What is required: Reproduce the lines below, swapping every "Target" for "Object" and changing nothing else.

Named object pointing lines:
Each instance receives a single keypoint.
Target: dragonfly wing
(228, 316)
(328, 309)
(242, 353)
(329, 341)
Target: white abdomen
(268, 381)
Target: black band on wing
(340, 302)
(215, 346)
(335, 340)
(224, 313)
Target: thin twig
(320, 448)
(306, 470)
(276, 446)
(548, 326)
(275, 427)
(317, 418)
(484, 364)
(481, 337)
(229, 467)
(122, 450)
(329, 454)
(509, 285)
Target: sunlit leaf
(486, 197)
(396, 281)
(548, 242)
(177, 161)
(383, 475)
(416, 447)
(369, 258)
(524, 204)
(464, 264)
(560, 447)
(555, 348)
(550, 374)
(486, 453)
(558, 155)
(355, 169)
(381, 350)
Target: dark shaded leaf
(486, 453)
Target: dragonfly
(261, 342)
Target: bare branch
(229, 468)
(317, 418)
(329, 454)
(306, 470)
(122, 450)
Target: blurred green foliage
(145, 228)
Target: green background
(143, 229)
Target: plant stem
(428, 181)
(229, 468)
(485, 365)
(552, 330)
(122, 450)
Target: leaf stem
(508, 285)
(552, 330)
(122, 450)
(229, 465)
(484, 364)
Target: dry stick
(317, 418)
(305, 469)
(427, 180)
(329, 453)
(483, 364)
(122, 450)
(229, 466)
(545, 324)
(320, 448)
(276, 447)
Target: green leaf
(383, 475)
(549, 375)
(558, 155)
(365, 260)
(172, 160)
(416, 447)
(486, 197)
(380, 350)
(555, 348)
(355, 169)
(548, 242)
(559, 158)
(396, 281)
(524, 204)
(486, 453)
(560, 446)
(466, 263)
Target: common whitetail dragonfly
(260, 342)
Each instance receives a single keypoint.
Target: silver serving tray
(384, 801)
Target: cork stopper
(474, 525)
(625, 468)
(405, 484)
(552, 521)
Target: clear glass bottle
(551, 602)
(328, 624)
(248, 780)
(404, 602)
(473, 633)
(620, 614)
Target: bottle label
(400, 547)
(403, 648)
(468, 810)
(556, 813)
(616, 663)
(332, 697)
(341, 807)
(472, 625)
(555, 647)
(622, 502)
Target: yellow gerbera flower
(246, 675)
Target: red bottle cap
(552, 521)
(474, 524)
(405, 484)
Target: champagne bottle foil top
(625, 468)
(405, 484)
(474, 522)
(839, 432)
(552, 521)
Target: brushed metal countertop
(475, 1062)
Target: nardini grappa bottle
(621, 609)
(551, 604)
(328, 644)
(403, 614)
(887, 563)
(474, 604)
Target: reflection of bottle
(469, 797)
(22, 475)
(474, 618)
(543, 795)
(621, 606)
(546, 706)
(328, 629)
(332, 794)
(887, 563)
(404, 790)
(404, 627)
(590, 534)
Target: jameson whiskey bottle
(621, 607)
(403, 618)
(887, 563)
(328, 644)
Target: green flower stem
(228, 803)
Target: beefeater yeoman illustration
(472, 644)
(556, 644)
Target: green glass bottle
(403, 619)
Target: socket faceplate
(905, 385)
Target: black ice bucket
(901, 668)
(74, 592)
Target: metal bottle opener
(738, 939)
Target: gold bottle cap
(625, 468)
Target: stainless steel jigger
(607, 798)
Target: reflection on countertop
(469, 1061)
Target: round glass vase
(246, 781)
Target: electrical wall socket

The reply:
Each instance receives a single keypoint.
Object: dragonfly wing
(228, 316)
(328, 309)
(242, 353)
(329, 341)
Object: white abdomen
(268, 381)
Object: black band on wing
(340, 302)
(215, 346)
(335, 340)
(224, 313)
Object: thin twig
(320, 448)
(306, 470)
(276, 446)
(548, 326)
(275, 427)
(317, 418)
(484, 364)
(481, 337)
(229, 467)
(122, 450)
(329, 454)
(509, 285)
Object: sunlit leaf
(486, 197)
(396, 281)
(548, 242)
(177, 161)
(383, 475)
(416, 447)
(369, 258)
(524, 204)
(464, 264)
(560, 447)
(555, 348)
(550, 374)
(486, 453)
(558, 155)
(355, 169)
(381, 350)
Object: dark shaded leaf
(486, 453)
Object: dragonfly
(261, 342)
Object: bare branch
(229, 468)
(317, 418)
(329, 454)
(306, 470)
(122, 450)
Object: blurred green foliage
(145, 228)
Object: green background
(143, 229)
Object: plant stem
(428, 181)
(229, 468)
(485, 365)
(552, 330)
(122, 450)
Object: leaf stem
(508, 285)
(552, 330)
(122, 450)
(229, 465)
(484, 364)
Object: dry stick
(317, 418)
(305, 469)
(427, 180)
(329, 453)
(483, 364)
(122, 450)
(229, 466)
(545, 324)
(320, 448)
(276, 447)
Object: green leaf
(383, 475)
(549, 375)
(558, 155)
(365, 260)
(172, 160)
(416, 447)
(486, 197)
(380, 350)
(555, 348)
(355, 169)
(548, 242)
(559, 158)
(396, 281)
(524, 204)
(486, 453)
(560, 446)
(466, 263)
Object: common whitetail dragonfly
(260, 342)
Each instance receives a single keypoint.
Object: silver serving tray
(384, 801)
Object: cork stopper
(474, 525)
(625, 468)
(405, 484)
(552, 521)
Object: clear glass bottle
(551, 602)
(328, 624)
(248, 780)
(404, 602)
(473, 633)
(620, 614)
Object: bottle label
(400, 547)
(403, 648)
(468, 810)
(556, 813)
(616, 663)
(332, 697)
(341, 807)
(472, 625)
(555, 647)
(622, 502)
Object: yellow gerbera flower
(246, 675)
Object: red bottle cap
(552, 521)
(474, 524)
(405, 484)
Object: champagne bottle foil top
(625, 468)
(405, 484)
(474, 522)
(839, 432)
(552, 521)
Object: brushed metal countertop
(475, 1062)
Object: nardini grappa bottle
(621, 609)
(551, 604)
(328, 644)
(403, 614)
(887, 563)
(474, 604)
Object: reflection of bottle
(469, 797)
(22, 475)
(474, 618)
(543, 795)
(621, 606)
(546, 706)
(328, 629)
(332, 794)
(887, 563)
(404, 790)
(404, 627)
(590, 534)
Object: jameson whiskey bottle
(621, 607)
(403, 618)
(887, 563)
(328, 644)
Object: green flower stem
(228, 803)
Object: beefeater yeoman illustration
(472, 644)
(556, 644)
Object: green glass bottle
(403, 619)
Object: socket faceplate
(905, 385)
Object: black ice bucket
(901, 668)
(74, 592)
Object: metal bottle opener
(738, 939)
Object: gold bottle cap
(625, 468)
Object: stainless steel jigger
(607, 798)
Object: reflection on countertop
(469, 1061)
Object: round glass vase
(246, 781)
Object: electrical wall socket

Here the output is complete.